» **Exercise prompt**
Lay out each line of the material below as a Markdown table with two columns, Row for the row number and Text for the line itself, skipping blank lines. Leave the pictures out of your answer.

▼

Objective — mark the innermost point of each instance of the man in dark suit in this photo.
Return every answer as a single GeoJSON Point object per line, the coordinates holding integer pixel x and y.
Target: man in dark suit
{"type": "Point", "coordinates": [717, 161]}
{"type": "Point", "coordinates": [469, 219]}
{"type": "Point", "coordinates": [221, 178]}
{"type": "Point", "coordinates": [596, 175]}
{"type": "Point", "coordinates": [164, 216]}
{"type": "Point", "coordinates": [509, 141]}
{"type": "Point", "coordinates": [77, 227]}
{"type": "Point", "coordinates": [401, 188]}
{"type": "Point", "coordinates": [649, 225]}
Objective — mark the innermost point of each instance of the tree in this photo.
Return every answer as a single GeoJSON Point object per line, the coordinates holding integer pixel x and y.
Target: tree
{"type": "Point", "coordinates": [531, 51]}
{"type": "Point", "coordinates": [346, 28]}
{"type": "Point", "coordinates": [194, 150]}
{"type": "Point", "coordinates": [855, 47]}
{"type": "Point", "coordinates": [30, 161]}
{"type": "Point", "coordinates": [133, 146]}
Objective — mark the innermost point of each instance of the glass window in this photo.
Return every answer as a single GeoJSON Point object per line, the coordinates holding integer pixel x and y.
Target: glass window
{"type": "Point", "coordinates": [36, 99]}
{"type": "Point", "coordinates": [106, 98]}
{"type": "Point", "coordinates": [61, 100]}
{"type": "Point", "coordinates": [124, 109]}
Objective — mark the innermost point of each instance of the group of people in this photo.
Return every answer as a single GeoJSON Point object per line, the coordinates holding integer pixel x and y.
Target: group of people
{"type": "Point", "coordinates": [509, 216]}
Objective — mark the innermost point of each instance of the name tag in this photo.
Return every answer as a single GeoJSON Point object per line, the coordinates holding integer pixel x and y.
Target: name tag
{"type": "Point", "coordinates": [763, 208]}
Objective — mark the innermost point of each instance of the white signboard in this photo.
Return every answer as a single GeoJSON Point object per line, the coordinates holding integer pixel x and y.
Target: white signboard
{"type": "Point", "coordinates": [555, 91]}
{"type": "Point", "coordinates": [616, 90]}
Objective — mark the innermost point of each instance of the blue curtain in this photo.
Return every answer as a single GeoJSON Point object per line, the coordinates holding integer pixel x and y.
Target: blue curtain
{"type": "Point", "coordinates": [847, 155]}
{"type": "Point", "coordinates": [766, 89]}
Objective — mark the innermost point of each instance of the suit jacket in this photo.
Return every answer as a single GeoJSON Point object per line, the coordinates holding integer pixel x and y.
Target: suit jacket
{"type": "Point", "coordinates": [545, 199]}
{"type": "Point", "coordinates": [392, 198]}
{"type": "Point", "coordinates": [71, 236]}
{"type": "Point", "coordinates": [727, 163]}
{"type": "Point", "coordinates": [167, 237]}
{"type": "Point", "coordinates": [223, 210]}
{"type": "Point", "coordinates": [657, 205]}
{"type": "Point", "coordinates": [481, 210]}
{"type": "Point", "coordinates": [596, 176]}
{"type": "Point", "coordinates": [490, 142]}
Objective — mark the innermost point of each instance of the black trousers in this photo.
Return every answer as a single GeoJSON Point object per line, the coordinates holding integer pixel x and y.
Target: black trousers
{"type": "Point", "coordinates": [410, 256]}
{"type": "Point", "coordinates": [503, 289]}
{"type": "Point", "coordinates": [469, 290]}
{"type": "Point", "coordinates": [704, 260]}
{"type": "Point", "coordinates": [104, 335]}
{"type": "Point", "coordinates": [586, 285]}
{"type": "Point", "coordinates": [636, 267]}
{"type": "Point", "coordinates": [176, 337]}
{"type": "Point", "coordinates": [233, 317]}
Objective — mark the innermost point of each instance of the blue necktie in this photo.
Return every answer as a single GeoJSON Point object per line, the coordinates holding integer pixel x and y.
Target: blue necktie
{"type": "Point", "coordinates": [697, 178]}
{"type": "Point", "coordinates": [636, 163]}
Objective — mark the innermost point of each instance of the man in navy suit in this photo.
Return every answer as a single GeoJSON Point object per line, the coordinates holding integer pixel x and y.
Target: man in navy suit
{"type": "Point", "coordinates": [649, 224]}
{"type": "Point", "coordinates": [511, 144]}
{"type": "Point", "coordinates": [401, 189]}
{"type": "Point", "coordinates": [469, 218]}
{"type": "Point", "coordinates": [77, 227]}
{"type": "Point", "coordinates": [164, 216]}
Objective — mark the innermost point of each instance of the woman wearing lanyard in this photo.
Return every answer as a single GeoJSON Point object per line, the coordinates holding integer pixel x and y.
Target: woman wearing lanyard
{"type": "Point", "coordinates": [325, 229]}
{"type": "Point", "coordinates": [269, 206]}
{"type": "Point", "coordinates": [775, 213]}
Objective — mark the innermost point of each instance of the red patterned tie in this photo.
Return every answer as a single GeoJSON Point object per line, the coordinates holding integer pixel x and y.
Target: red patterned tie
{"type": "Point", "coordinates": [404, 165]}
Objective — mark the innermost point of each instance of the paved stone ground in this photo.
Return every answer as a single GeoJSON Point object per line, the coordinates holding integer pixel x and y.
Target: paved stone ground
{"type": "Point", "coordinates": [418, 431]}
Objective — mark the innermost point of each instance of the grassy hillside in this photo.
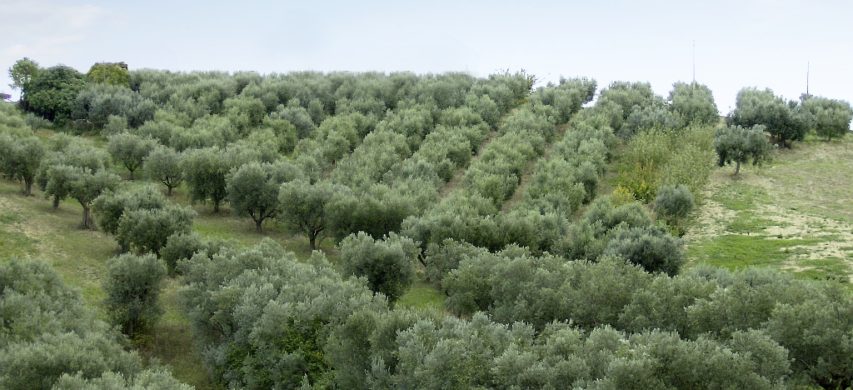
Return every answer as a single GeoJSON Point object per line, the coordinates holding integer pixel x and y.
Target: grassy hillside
{"type": "Point", "coordinates": [793, 214]}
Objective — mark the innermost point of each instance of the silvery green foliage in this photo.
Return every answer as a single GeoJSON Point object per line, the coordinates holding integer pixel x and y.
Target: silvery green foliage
{"type": "Point", "coordinates": [253, 189]}
{"type": "Point", "coordinates": [110, 206]}
{"type": "Point", "coordinates": [147, 230]}
{"type": "Point", "coordinates": [163, 165]}
{"type": "Point", "coordinates": [304, 207]}
{"type": "Point", "coordinates": [20, 159]}
{"type": "Point", "coordinates": [130, 150]}
{"type": "Point", "coordinates": [694, 103]}
{"type": "Point", "coordinates": [49, 335]}
{"type": "Point", "coordinates": [270, 329]}
{"type": "Point", "coordinates": [738, 145]}
{"type": "Point", "coordinates": [785, 121]}
{"type": "Point", "coordinates": [133, 287]}
{"type": "Point", "coordinates": [387, 264]}
{"type": "Point", "coordinates": [674, 203]}
{"type": "Point", "coordinates": [830, 118]}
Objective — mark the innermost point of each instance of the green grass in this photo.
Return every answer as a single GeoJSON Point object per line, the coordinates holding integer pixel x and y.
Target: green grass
{"type": "Point", "coordinates": [172, 342]}
{"type": "Point", "coordinates": [740, 196]}
{"type": "Point", "coordinates": [783, 215]}
{"type": "Point", "coordinates": [824, 269]}
{"type": "Point", "coordinates": [735, 251]}
{"type": "Point", "coordinates": [30, 228]}
{"type": "Point", "coordinates": [422, 295]}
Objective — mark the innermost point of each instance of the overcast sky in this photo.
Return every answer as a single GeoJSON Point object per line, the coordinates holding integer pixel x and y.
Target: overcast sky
{"type": "Point", "coordinates": [738, 43]}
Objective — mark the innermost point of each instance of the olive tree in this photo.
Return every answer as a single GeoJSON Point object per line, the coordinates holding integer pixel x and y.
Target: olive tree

▲

» **Full answer**
| Row | Text |
|---|---|
| 1 | Objective — mark the innermost point of each instance of the man in dark suit in this photo. |
| 2 | Return every answer as a single GeoJSON Point object per line, the coordinates holding integer pixel x and y. |
| 3 | Target: man in dark suit |
| 4 | {"type": "Point", "coordinates": [717, 161]} |
| 5 | {"type": "Point", "coordinates": [469, 219]} |
| 6 | {"type": "Point", "coordinates": [221, 178]} |
| 7 | {"type": "Point", "coordinates": [596, 175]} |
| 8 | {"type": "Point", "coordinates": [164, 216]} |
| 9 | {"type": "Point", "coordinates": [509, 141]} |
| 10 | {"type": "Point", "coordinates": [77, 227]} |
| 11 | {"type": "Point", "coordinates": [401, 188]} |
| 12 | {"type": "Point", "coordinates": [649, 225]} |
| 13 | Objective — mark the innermost point of each instance of the tree in this photo. |
| 14 | Return every answer as a single GeoJSON Point object per line, the coordinates holding integer pixel x and y. |
| 15 | Target: tree |
| 16 | {"type": "Point", "coordinates": [531, 51]} |
| 17 | {"type": "Point", "coordinates": [346, 28]} |
| 18 | {"type": "Point", "coordinates": [194, 150]} |
| 19 | {"type": "Point", "coordinates": [855, 47]} |
| 20 | {"type": "Point", "coordinates": [30, 161]} |
| 21 | {"type": "Point", "coordinates": [133, 146]} |
| 22 | Objective — mark the innermost point of each instance of the glass window in this photo. |
| 23 | Return every answer as a single GeoJSON Point object per line, the coordinates holding integer pixel x and y. |
| 24 | Target: glass window |
| 25 | {"type": "Point", "coordinates": [36, 99]} |
| 26 | {"type": "Point", "coordinates": [106, 98]} |
| 27 | {"type": "Point", "coordinates": [61, 100]} |
| 28 | {"type": "Point", "coordinates": [124, 109]} |
| 29 | Objective — mark the innermost point of each instance of the group of people in this photo. |
| 30 | Return every answer as a single GeoJSON Point object per line, the coordinates holding integer pixel x and y. |
| 31 | Target: group of people |
| 32 | {"type": "Point", "coordinates": [509, 216]} |
| 33 | Objective — mark the innermost point of each instance of the name tag in this photo. |
| 34 | Return every answer as a single GeoJSON Point object per line, the coordinates holding integer pixel x and y. |
| 35 | Target: name tag |
| 36 | {"type": "Point", "coordinates": [763, 208]} |
| 37 | Objective — mark the innermost point of each instance of the white signboard in this photo. |
| 38 | Return every answer as a single GeoJSON Point object per line, the coordinates holding integer pixel x and y. |
| 39 | Target: white signboard |
| 40 | {"type": "Point", "coordinates": [555, 91]} |
| 41 | {"type": "Point", "coordinates": [616, 90]} |
| 42 | Objective — mark the innermost point of each instance of the blue curtain in this photo. |
| 43 | Return every answer as a single GeoJSON Point object per line, the coordinates holding integer pixel x and y. |
| 44 | Target: blue curtain |
| 45 | {"type": "Point", "coordinates": [847, 155]} |
| 46 | {"type": "Point", "coordinates": [766, 89]} |
| 47 | Objective — mark the innermost point of each instance of the suit jacket in this photo. |
| 48 | Return every answer as a single GeoJSON Point object per line, the coordinates holding integer pixel x and y. |
| 49 | Target: suit jacket |
| 50 | {"type": "Point", "coordinates": [545, 199]} |
| 51 | {"type": "Point", "coordinates": [392, 198]} |
| 52 | {"type": "Point", "coordinates": [71, 236]} |
| 53 | {"type": "Point", "coordinates": [727, 163]} |
| 54 | {"type": "Point", "coordinates": [167, 237]} |
| 55 | {"type": "Point", "coordinates": [223, 210]} |
| 56 | {"type": "Point", "coordinates": [657, 205]} |
| 57 | {"type": "Point", "coordinates": [481, 210]} |
| 58 | {"type": "Point", "coordinates": [596, 176]} |
| 59 | {"type": "Point", "coordinates": [490, 142]} |
| 60 | Objective — mark the innermost point of each instance of the black trousers in this photo. |
| 61 | Return every answer as a single GeoJSON Point object per line, the coordinates holding integer pixel x and y. |
| 62 | Target: black trousers |
| 63 | {"type": "Point", "coordinates": [410, 256]} |
| 64 | {"type": "Point", "coordinates": [503, 289]} |
| 65 | {"type": "Point", "coordinates": [469, 290]} |
| 66 | {"type": "Point", "coordinates": [704, 260]} |
| 67 | {"type": "Point", "coordinates": [104, 335]} |
| 68 | {"type": "Point", "coordinates": [586, 285]} |
| 69 | {"type": "Point", "coordinates": [636, 267]} |
| 70 | {"type": "Point", "coordinates": [176, 337]} |
| 71 | {"type": "Point", "coordinates": [233, 317]} |
| 72 | Objective — mark the innermost point of each instance of the blue necktie in this photo. |
| 73 | Return every answer as a single GeoJSON Point object per line, the coordinates holding integer pixel x and y. |
| 74 | Target: blue necktie |
| 75 | {"type": "Point", "coordinates": [697, 178]} |
| 76 | {"type": "Point", "coordinates": [636, 163]} |
| 77 | Objective — mark the innermost point of each instance of the man in navy suit in this photo. |
| 78 | Return every answer as a single GeoJSON Point object per line, the coordinates holding integer pixel x and y. |
| 79 | Target: man in navy suit |
| 80 | {"type": "Point", "coordinates": [649, 224]} |
| 81 | {"type": "Point", "coordinates": [511, 144]} |
| 82 | {"type": "Point", "coordinates": [401, 189]} |
| 83 | {"type": "Point", "coordinates": [469, 218]} |
| 84 | {"type": "Point", "coordinates": [77, 227]} |
| 85 | {"type": "Point", "coordinates": [164, 216]} |
| 86 | Objective — mark the innermost point of each instance of the woman wearing lanyard in this photo. |
| 87 | Return every answer as a single GeoJSON Point object per line, the coordinates holding integer pixel x and y. |
| 88 | Target: woman wearing lanyard |
| 89 | {"type": "Point", "coordinates": [325, 229]} |
| 90 | {"type": "Point", "coordinates": [269, 206]} |
| 91 | {"type": "Point", "coordinates": [775, 213]} |
| 92 | Objective — mark the innermost point of each instance of the red patterned tie in this photo. |
| 93 | Return every answer as a single GeoJSON Point object per line, the coordinates holding integer pixel x and y. |
| 94 | Target: red patterned tie |
| 95 | {"type": "Point", "coordinates": [404, 165]} |
| 96 | Objective — mark the innermost point of each instance of the paved stone ground in this photo. |
| 97 | Return every answer as a single GeoJSON Point object per line, the coordinates holding integer pixel x and y. |
| 98 | Target: paved stone ground |
| 99 | {"type": "Point", "coordinates": [418, 431]} |
| 100 | Objective — mark the innermost point of each instance of the grassy hillside in this photo. |
| 101 | Return every answer as a single GeoJSON Point object per line, the coordinates holding integer pixel x and y. |
| 102 | Target: grassy hillside |
| 103 | {"type": "Point", "coordinates": [793, 214]} |
| 104 | Objective — mark the innermost point of each instance of the silvery green foliage in this photo. |
| 105 | Return every answer as a single GeoJSON Point object per line, the coordinates holding integer pixel x and y. |
| 106 | Target: silvery green foliage |
| 107 | {"type": "Point", "coordinates": [253, 189]} |
| 108 | {"type": "Point", "coordinates": [110, 206]} |
| 109 | {"type": "Point", "coordinates": [147, 230]} |
| 110 | {"type": "Point", "coordinates": [163, 165]} |
| 111 | {"type": "Point", "coordinates": [304, 207]} |
| 112 | {"type": "Point", "coordinates": [20, 159]} |
| 113 | {"type": "Point", "coordinates": [130, 150]} |
| 114 | {"type": "Point", "coordinates": [694, 103]} |
| 115 | {"type": "Point", "coordinates": [49, 335]} |
| 116 | {"type": "Point", "coordinates": [270, 329]} |
| 117 | {"type": "Point", "coordinates": [738, 145]} |
| 118 | {"type": "Point", "coordinates": [785, 121]} |
| 119 | {"type": "Point", "coordinates": [133, 287]} |
| 120 | {"type": "Point", "coordinates": [387, 264]} |
| 121 | {"type": "Point", "coordinates": [674, 203]} |
| 122 | {"type": "Point", "coordinates": [830, 118]} |
| 123 | Objective — mark the innermost point of each instance of the green grass in this photo. |
| 124 | Return every answer as a single GeoJSON Point object per line, the coordinates holding integer pixel x and y. |
| 125 | Target: green grass |
| 126 | {"type": "Point", "coordinates": [172, 342]} |
| 127 | {"type": "Point", "coordinates": [740, 196]} |
| 128 | {"type": "Point", "coordinates": [783, 215]} |
| 129 | {"type": "Point", "coordinates": [824, 269]} |
| 130 | {"type": "Point", "coordinates": [735, 251]} |
| 131 | {"type": "Point", "coordinates": [30, 228]} |
| 132 | {"type": "Point", "coordinates": [422, 295]} |
| 133 | Objective — mark the innermost point of each instance of the overcast sky in this photo. |
| 134 | Return every answer as a single GeoJSON Point object per line, the coordinates holding integer pixel x and y. |
| 135 | Target: overcast sky |
| 136 | {"type": "Point", "coordinates": [738, 43]} |
| 137 | Objective — mark the innermost point of each instance of the olive tree in this photo. |
| 138 | Return every answer as a single GeoJSON Point object per line, the coordinates holding integer pixel x and y. |
| 139 | Target: olive tree |